BRIEF -
State how many lines of the rows below contain the string "house", treating uppercase and lowercase letters as distinct. Give only the number.
======== STORED DATA
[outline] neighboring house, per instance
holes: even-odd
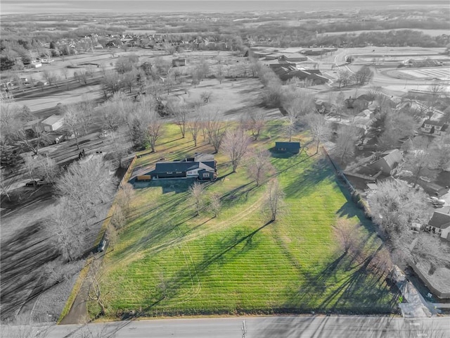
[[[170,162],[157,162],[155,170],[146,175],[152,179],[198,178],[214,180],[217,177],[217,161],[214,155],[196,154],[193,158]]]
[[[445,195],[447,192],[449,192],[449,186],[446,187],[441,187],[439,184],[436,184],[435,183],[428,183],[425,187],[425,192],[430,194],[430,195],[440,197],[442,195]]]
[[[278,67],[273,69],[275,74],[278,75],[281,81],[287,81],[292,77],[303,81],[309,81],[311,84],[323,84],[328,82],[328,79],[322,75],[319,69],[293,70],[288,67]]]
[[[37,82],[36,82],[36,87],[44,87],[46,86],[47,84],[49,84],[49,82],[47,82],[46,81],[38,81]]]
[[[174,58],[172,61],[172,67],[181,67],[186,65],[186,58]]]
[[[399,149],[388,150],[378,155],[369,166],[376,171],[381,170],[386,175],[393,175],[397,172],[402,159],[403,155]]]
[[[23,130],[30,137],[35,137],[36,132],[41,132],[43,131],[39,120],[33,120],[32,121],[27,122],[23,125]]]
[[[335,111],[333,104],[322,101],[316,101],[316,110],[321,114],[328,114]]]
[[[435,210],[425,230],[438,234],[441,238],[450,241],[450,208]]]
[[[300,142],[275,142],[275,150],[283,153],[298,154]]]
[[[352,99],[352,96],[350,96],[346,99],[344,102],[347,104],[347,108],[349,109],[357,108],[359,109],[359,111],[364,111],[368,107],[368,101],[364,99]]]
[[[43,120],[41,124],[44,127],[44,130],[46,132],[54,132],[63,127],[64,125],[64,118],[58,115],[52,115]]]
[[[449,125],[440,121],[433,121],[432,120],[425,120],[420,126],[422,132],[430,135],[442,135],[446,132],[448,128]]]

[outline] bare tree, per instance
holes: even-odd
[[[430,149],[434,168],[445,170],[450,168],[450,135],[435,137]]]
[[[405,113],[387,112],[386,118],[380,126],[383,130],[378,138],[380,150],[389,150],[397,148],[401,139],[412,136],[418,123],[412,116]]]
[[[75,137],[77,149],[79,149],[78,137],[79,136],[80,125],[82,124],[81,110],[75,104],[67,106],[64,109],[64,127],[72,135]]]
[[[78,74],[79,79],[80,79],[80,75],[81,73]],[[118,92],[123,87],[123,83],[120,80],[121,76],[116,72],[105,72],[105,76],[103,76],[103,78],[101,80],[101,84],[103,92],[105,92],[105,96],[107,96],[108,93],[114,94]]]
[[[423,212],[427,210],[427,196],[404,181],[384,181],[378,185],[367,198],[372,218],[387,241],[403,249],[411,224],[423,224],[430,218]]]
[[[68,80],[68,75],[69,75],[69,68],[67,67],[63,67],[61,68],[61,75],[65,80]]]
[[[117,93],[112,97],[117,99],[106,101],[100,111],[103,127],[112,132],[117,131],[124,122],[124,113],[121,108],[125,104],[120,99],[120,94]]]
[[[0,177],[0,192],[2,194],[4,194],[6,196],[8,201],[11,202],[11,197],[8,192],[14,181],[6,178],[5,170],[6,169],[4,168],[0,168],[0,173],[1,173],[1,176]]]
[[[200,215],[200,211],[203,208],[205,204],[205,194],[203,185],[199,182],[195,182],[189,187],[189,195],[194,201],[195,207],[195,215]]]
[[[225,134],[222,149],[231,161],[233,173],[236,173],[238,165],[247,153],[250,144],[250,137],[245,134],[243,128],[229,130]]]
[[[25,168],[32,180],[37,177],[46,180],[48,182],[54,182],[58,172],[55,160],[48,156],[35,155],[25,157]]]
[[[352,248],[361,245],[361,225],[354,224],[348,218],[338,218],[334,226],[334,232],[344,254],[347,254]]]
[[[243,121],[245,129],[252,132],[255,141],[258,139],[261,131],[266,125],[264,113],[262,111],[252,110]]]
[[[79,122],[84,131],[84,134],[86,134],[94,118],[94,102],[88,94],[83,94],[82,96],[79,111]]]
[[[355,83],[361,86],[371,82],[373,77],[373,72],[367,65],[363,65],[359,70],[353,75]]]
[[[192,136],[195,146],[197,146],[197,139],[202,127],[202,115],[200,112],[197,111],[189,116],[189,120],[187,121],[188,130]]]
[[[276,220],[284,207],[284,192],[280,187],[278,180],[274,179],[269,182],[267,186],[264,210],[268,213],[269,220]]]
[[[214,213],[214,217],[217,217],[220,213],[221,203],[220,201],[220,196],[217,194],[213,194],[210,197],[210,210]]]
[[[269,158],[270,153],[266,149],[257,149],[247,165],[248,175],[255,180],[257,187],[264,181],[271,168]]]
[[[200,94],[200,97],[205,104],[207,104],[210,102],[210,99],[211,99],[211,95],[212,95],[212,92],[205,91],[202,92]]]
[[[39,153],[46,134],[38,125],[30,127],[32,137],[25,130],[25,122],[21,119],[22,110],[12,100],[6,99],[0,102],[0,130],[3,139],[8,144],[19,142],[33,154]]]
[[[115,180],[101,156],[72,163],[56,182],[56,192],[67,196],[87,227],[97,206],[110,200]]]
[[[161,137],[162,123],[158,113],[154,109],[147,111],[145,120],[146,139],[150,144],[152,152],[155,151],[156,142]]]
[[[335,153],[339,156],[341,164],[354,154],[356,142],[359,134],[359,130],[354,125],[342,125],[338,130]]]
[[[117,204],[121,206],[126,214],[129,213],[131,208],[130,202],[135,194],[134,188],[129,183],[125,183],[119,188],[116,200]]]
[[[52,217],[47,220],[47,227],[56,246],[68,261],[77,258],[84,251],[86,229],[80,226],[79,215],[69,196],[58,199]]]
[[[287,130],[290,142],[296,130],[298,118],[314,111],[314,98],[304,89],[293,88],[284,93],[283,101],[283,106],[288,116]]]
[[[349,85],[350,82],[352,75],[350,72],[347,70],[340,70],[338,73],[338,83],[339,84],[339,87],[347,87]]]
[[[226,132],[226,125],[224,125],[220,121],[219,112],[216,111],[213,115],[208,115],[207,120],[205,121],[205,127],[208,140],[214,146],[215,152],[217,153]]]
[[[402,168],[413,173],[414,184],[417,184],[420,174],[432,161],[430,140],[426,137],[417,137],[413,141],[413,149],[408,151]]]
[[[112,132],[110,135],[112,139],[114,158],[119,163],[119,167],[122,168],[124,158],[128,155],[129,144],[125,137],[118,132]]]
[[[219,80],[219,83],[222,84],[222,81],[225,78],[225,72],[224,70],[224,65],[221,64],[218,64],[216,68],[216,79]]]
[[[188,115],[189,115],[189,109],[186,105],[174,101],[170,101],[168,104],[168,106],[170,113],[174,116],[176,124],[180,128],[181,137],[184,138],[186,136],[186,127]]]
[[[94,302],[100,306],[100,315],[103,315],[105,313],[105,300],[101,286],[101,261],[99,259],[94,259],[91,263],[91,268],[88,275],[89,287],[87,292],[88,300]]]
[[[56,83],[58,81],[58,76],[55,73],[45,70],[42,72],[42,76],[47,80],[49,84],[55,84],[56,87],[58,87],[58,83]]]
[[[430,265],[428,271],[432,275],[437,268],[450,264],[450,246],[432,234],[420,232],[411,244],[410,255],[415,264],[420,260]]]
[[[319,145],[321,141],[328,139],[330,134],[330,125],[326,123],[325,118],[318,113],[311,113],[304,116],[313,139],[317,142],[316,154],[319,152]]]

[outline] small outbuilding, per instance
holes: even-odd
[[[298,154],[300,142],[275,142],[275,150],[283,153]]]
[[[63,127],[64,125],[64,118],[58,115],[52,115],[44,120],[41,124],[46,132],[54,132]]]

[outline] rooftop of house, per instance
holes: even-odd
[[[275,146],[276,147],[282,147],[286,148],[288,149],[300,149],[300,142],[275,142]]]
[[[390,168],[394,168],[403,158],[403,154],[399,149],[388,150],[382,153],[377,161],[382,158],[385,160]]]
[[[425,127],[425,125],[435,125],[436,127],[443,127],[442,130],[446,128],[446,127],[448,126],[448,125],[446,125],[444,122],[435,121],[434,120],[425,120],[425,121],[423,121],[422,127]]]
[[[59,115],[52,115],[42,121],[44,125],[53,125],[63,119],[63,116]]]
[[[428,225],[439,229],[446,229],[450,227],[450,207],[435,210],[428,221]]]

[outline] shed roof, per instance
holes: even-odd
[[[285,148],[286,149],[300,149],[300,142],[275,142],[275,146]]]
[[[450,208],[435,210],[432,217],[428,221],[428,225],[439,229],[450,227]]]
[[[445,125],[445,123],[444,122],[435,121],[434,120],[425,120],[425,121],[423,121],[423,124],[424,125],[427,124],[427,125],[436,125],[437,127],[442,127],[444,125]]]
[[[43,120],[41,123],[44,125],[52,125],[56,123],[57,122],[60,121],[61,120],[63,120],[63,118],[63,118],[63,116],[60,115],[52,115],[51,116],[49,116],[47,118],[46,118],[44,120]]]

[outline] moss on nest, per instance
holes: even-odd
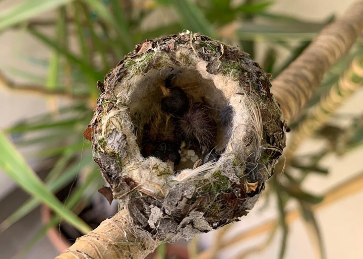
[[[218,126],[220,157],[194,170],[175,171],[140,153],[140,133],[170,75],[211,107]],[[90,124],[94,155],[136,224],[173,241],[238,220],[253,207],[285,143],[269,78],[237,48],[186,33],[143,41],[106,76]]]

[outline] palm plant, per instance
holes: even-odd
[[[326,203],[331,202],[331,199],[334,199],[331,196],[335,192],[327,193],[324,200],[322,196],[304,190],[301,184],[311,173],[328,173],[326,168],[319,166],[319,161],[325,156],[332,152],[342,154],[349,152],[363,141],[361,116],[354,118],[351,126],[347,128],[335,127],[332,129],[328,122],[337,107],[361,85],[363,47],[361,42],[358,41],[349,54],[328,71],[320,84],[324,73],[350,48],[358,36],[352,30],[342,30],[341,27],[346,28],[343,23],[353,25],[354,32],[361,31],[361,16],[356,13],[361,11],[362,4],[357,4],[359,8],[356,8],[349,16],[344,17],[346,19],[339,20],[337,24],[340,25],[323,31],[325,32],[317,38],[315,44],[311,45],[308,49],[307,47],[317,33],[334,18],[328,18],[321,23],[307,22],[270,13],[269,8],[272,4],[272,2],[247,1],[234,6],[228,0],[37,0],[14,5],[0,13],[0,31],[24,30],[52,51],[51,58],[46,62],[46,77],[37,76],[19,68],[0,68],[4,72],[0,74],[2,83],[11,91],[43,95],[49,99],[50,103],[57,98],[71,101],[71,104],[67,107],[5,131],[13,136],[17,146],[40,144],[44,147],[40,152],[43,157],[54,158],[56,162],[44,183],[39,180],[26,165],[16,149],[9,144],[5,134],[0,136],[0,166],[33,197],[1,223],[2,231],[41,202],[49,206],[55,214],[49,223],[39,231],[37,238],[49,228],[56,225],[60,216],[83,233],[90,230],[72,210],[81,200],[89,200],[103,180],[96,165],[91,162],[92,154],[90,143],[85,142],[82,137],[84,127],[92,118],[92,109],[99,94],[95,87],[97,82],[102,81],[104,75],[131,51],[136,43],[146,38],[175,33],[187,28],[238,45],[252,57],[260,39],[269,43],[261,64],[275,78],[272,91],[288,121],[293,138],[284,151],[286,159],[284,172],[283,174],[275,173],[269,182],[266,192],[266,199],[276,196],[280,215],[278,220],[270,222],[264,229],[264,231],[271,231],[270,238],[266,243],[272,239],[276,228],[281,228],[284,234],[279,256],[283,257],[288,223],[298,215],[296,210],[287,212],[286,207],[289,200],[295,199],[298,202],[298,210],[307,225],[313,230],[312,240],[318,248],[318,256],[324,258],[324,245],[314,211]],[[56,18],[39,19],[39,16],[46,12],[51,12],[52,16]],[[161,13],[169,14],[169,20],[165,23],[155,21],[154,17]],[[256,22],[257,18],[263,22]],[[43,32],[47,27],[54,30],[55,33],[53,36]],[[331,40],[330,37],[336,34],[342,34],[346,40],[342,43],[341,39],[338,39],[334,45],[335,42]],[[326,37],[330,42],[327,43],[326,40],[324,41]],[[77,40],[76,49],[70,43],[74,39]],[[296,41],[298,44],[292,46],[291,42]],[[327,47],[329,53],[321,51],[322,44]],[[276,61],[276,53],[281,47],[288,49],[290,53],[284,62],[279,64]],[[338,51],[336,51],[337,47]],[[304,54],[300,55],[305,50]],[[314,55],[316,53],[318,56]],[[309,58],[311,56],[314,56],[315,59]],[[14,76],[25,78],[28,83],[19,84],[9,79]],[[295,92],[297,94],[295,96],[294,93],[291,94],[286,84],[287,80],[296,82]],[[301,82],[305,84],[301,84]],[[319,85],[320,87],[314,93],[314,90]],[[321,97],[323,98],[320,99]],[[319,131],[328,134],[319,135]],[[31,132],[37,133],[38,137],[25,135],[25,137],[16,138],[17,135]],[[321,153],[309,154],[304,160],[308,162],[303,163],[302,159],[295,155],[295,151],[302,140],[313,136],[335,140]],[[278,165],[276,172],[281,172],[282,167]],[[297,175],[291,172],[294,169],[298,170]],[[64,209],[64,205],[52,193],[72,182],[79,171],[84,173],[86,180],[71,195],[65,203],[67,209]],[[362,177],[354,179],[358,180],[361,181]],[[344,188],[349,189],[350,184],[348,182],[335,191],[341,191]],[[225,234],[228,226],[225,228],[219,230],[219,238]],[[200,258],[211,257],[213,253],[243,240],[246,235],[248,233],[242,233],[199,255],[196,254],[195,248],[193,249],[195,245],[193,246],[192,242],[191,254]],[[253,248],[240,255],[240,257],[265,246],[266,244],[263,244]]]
================
ANSWER -
2